== WORK TASK ==
Give the number of lines in the entries below that contain "canopy". Write nothing besides it.

== Records drawn from a dataset ==
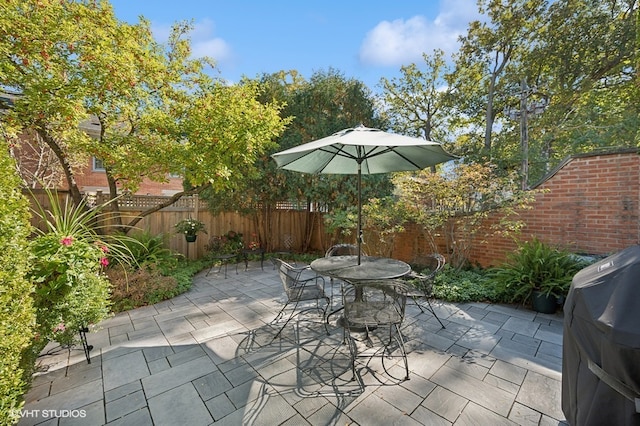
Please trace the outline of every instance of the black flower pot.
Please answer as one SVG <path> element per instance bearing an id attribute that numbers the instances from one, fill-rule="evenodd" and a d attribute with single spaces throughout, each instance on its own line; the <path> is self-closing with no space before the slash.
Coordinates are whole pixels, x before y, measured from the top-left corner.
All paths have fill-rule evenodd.
<path id="1" fill-rule="evenodd" d="M 196 238 L 198 238 L 198 235 L 196 234 L 184 234 L 184 239 L 187 240 L 188 243 L 194 243 Z"/>
<path id="2" fill-rule="evenodd" d="M 553 314 L 558 309 L 558 298 L 551 294 L 534 291 L 531 295 L 531 308 L 541 314 Z"/>

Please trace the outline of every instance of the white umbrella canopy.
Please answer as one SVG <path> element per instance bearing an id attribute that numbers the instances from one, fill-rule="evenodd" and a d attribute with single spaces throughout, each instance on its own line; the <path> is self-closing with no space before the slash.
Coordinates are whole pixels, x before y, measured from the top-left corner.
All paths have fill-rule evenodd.
<path id="1" fill-rule="evenodd" d="M 457 157 L 433 141 L 357 126 L 272 155 L 278 167 L 311 174 L 358 175 L 358 264 L 362 245 L 362 174 L 422 170 Z"/>
<path id="2" fill-rule="evenodd" d="M 358 126 L 272 155 L 303 173 L 376 174 L 421 170 L 456 157 L 433 141 Z"/>

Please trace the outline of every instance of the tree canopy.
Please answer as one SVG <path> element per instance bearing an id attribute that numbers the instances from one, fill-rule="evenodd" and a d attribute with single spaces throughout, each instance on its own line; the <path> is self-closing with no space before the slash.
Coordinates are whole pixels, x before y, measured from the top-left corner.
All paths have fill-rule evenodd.
<path id="1" fill-rule="evenodd" d="M 169 173 L 192 192 L 222 189 L 250 174 L 284 129 L 281 106 L 259 102 L 258 85 L 227 86 L 207 74 L 213 59 L 191 58 L 188 23 L 160 44 L 146 20 L 121 22 L 107 1 L 9 0 L 2 8 L 0 84 L 17 94 L 2 130 L 15 144 L 36 133 L 76 203 L 75 176 L 90 156 L 103 161 L 111 198 Z M 93 135 L 83 129 L 90 118 L 99 123 Z"/>

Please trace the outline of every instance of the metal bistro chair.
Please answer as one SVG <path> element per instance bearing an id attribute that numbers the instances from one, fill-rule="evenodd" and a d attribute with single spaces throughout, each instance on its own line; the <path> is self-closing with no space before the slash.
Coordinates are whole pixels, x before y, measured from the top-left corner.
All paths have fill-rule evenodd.
<path id="1" fill-rule="evenodd" d="M 424 313 L 424 308 L 431 312 L 442 328 L 445 328 L 445 326 L 433 310 L 431 298 L 433 297 L 433 281 L 436 275 L 444 268 L 445 263 L 446 260 L 441 254 L 434 253 L 421 256 L 412 263 L 421 273 L 412 270 L 403 277 L 407 284 L 407 297 L 409 300 L 418 306 L 422 313 Z"/>
<path id="2" fill-rule="evenodd" d="M 352 284 L 354 289 L 344 292 L 341 325 L 351 355 L 354 378 L 359 377 L 355 367 L 357 358 L 380 357 L 382 368 L 393 377 L 385 360 L 388 363 L 390 358 L 400 357 L 404 362 L 404 380 L 409 380 L 409 363 L 401 332 L 407 302 L 405 281 L 367 280 Z M 366 348 L 358 351 L 358 347 L 363 345 Z"/>
<path id="3" fill-rule="evenodd" d="M 324 329 L 328 335 L 329 328 L 325 321 L 325 315 L 330 304 L 330 299 L 324 292 L 324 278 L 317 274 L 303 275 L 304 272 L 311 271 L 309 267 L 296 268 L 282 259 L 272 259 L 272 261 L 274 267 L 278 269 L 278 274 L 280 275 L 280 280 L 282 281 L 287 300 L 271 323 L 275 324 L 282 319 L 285 316 L 285 311 L 288 307 L 291 309 L 291 313 L 287 320 L 282 327 L 280 327 L 278 333 L 273 337 L 273 339 L 275 340 L 280 333 L 282 333 L 282 330 L 284 330 L 294 316 L 312 310 L 317 310 L 322 313 L 322 323 L 324 324 Z M 324 308 L 320 306 L 321 300 L 326 302 Z M 311 301 L 316 302 L 315 306 L 304 306 L 302 309 L 298 310 L 301 303 L 306 304 L 306 302 Z"/>

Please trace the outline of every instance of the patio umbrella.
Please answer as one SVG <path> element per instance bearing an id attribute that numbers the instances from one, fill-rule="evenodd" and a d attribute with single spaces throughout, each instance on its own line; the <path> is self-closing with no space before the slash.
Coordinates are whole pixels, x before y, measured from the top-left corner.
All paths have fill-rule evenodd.
<path id="1" fill-rule="evenodd" d="M 362 125 L 275 153 L 272 157 L 282 169 L 358 175 L 358 265 L 362 246 L 362 174 L 421 170 L 456 158 L 437 142 Z"/>

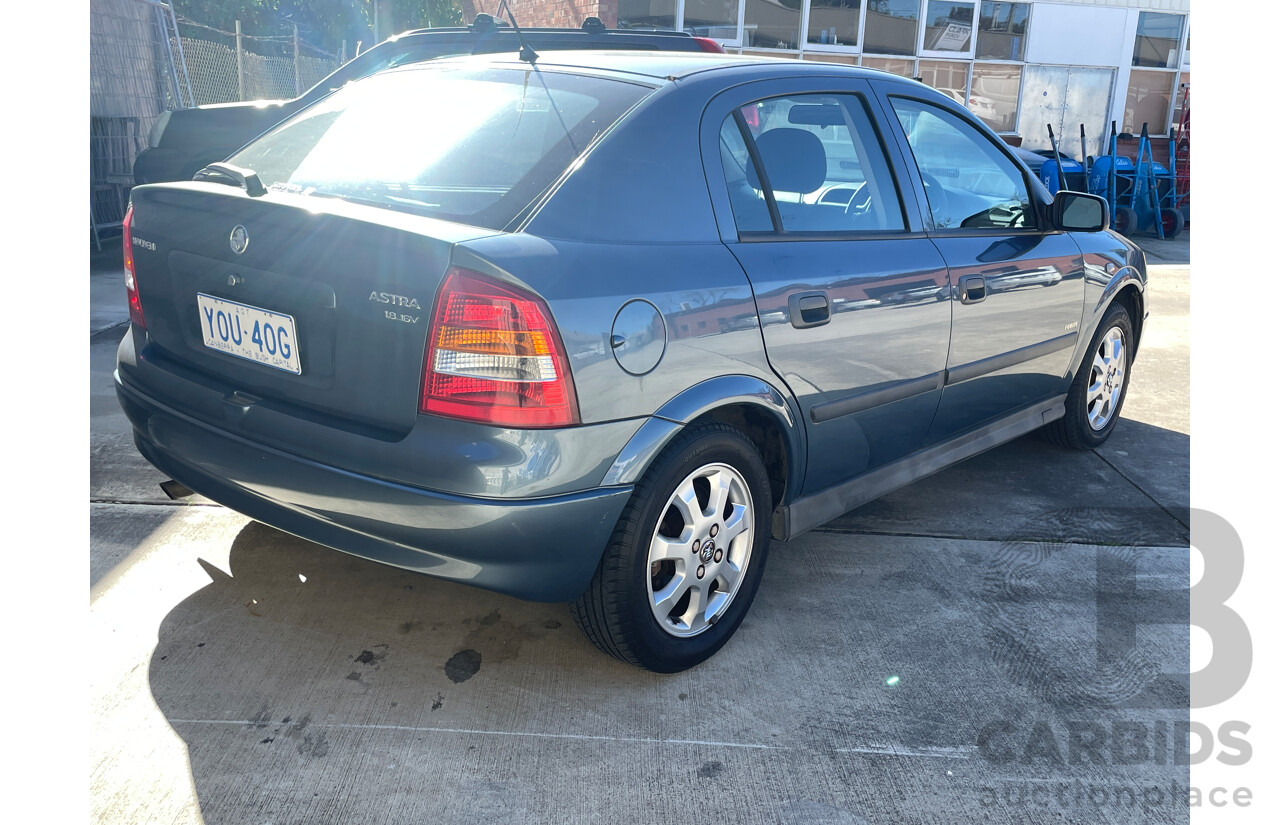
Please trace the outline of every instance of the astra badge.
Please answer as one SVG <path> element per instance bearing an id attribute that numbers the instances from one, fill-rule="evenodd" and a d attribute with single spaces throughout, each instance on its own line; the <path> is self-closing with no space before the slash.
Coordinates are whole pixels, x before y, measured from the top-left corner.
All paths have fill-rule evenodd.
<path id="1" fill-rule="evenodd" d="M 243 226 L 237 225 L 231 230 L 231 251 L 237 255 L 244 253 L 249 248 L 249 230 Z"/>

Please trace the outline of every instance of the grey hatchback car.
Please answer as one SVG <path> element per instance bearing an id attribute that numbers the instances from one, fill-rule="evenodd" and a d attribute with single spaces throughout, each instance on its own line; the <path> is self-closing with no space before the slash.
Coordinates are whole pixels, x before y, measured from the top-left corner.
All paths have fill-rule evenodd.
<path id="1" fill-rule="evenodd" d="M 387 71 L 135 188 L 125 233 L 156 467 L 662 672 L 771 538 L 1032 430 L 1101 444 L 1146 317 L 1106 204 L 946 97 L 727 55 Z"/>

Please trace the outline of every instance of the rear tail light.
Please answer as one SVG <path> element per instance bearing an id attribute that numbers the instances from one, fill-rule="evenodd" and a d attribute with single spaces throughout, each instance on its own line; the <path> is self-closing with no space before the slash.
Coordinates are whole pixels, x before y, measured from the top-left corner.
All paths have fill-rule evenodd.
<path id="1" fill-rule="evenodd" d="M 721 46 L 719 43 L 712 40 L 710 37 L 695 37 L 693 39 L 698 41 L 698 48 L 702 49 L 704 52 L 715 52 L 716 54 L 724 54 L 724 46 Z"/>
<path id="2" fill-rule="evenodd" d="M 142 316 L 142 301 L 138 298 L 138 280 L 133 272 L 133 204 L 124 213 L 124 290 L 129 295 L 129 320 L 143 329 L 147 319 Z"/>
<path id="3" fill-rule="evenodd" d="M 568 358 L 546 303 L 450 269 L 427 336 L 420 409 L 503 427 L 577 424 Z"/>

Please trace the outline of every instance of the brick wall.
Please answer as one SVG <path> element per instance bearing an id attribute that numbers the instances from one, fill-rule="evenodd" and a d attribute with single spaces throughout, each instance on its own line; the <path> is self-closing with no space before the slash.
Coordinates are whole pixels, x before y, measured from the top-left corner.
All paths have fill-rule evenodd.
<path id="1" fill-rule="evenodd" d="M 612 7 L 613 20 L 610 22 L 602 12 L 603 7 Z M 565 29 L 581 28 L 582 21 L 588 17 L 599 17 L 606 26 L 615 26 L 618 22 L 617 0 L 525 0 L 515 7 L 516 20 L 521 26 L 556 26 Z"/>

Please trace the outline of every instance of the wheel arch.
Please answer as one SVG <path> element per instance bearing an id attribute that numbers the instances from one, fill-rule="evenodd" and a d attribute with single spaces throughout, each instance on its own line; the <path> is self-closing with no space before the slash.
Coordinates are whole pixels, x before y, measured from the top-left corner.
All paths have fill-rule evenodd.
<path id="1" fill-rule="evenodd" d="M 795 402 L 763 379 L 725 375 L 696 384 L 663 404 L 623 447 L 602 486 L 634 484 L 677 434 L 705 421 L 729 424 L 760 450 L 773 507 L 804 477 L 804 428 Z"/>
<path id="2" fill-rule="evenodd" d="M 1119 303 L 1129 313 L 1129 320 L 1133 324 L 1133 354 L 1137 356 L 1147 311 L 1145 286 L 1146 277 L 1133 265 L 1116 270 L 1107 281 L 1106 287 L 1098 293 L 1092 309 L 1085 313 L 1085 323 L 1081 324 L 1083 329 L 1076 343 L 1075 354 L 1072 356 L 1071 373 L 1067 376 L 1068 378 L 1075 375 L 1075 370 L 1083 362 L 1089 349 L 1089 342 L 1098 331 L 1098 324 L 1102 323 L 1107 310 L 1111 309 L 1113 304 Z"/>

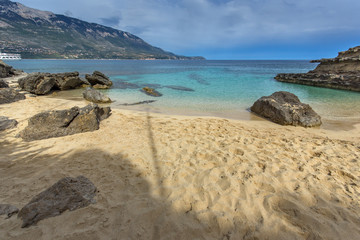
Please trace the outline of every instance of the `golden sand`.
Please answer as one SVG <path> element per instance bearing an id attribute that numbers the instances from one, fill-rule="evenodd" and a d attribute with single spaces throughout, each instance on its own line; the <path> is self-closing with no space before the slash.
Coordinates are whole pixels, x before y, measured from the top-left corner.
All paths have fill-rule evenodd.
<path id="1" fill-rule="evenodd" d="M 349 131 L 113 110 L 94 132 L 24 142 L 27 119 L 82 107 L 47 97 L 0 105 L 0 203 L 19 209 L 83 175 L 96 203 L 0 239 L 360 239 L 360 124 Z"/>

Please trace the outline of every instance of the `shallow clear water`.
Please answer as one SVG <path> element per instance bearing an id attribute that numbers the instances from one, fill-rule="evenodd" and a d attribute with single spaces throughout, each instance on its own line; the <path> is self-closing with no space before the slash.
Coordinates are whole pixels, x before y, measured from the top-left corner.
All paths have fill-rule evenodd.
<path id="1" fill-rule="evenodd" d="M 256 99 L 275 91 L 289 91 L 325 119 L 360 122 L 357 92 L 274 80 L 277 73 L 314 69 L 316 64 L 308 61 L 21 60 L 8 63 L 25 72 L 78 71 L 83 76 L 99 70 L 114 82 L 112 89 L 105 90 L 116 100 L 113 107 L 247 119 L 250 116 L 247 109 Z M 124 82 L 133 84 L 134 88 L 124 89 Z M 147 96 L 139 91 L 143 86 L 154 86 L 163 96 Z M 179 87 L 193 91 L 179 90 Z M 72 94 L 81 97 L 80 91 Z M 156 102 L 136 107 L 120 105 L 144 100 Z"/>

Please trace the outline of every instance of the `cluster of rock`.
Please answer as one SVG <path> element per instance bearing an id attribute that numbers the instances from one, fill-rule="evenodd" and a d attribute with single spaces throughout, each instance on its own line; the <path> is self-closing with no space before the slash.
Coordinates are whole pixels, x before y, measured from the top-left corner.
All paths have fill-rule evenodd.
<path id="1" fill-rule="evenodd" d="M 65 177 L 47 190 L 39 193 L 20 211 L 10 204 L 0 204 L 0 215 L 10 218 L 18 213 L 23 220 L 21 227 L 30 227 L 38 221 L 55 217 L 66 210 L 76 210 L 95 203 L 96 187 L 86 177 Z"/>
<path id="2" fill-rule="evenodd" d="M 339 52 L 336 58 L 313 60 L 320 64 L 308 73 L 280 73 L 280 82 L 360 92 L 360 46 Z"/>
<path id="3" fill-rule="evenodd" d="M 92 75 L 86 74 L 85 79 L 80 78 L 78 72 L 67 73 L 31 73 L 19 79 L 19 87 L 36 95 L 46 95 L 54 90 L 69 90 L 80 87 L 107 89 L 112 86 L 112 81 L 105 74 L 94 71 Z M 110 98 L 101 92 L 88 88 L 83 93 L 86 100 L 95 103 L 111 102 Z"/>
<path id="4" fill-rule="evenodd" d="M 31 117 L 19 136 L 25 141 L 33 141 L 95 131 L 99 129 L 100 121 L 110 114 L 110 107 L 99 107 L 96 104 L 45 111 Z"/>
<path id="5" fill-rule="evenodd" d="M 36 94 L 45 95 L 52 90 L 68 90 L 81 87 L 86 84 L 79 77 L 78 72 L 68 73 L 30 73 L 19 79 L 19 87 L 22 90 Z"/>
<path id="6" fill-rule="evenodd" d="M 315 127 L 321 117 L 308 105 L 289 92 L 275 92 L 261 97 L 250 108 L 252 112 L 281 125 Z"/>

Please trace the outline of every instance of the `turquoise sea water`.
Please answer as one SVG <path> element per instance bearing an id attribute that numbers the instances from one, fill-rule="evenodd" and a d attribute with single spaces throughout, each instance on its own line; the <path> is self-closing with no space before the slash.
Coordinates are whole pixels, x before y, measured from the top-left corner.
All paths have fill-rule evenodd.
<path id="1" fill-rule="evenodd" d="M 325 119 L 360 122 L 359 93 L 274 80 L 277 73 L 314 69 L 316 64 L 308 61 L 21 60 L 8 63 L 25 72 L 78 71 L 83 76 L 99 70 L 114 82 L 113 88 L 104 92 L 116 100 L 112 106 L 118 108 L 248 119 L 247 109 L 256 99 L 275 91 L 289 91 Z M 147 96 L 139 91 L 143 86 L 154 87 L 163 96 Z M 80 91 L 71 94 L 81 97 Z M 133 107 L 121 105 L 145 100 L 156 102 Z"/>

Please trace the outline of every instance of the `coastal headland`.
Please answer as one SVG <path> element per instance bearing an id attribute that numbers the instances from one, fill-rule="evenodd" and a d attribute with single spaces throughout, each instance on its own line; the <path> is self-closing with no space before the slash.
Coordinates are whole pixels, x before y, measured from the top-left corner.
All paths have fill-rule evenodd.
<path id="1" fill-rule="evenodd" d="M 320 64 L 308 73 L 280 73 L 275 79 L 280 82 L 360 92 L 360 46 L 339 52 L 335 58 L 311 62 Z"/>
<path id="2" fill-rule="evenodd" d="M 113 109 L 100 129 L 24 142 L 28 119 L 86 100 L 1 104 L 0 203 L 19 209 L 64 177 L 96 203 L 2 239 L 357 239 L 360 124 L 351 131 Z"/>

== ANSWER BELOW ==
2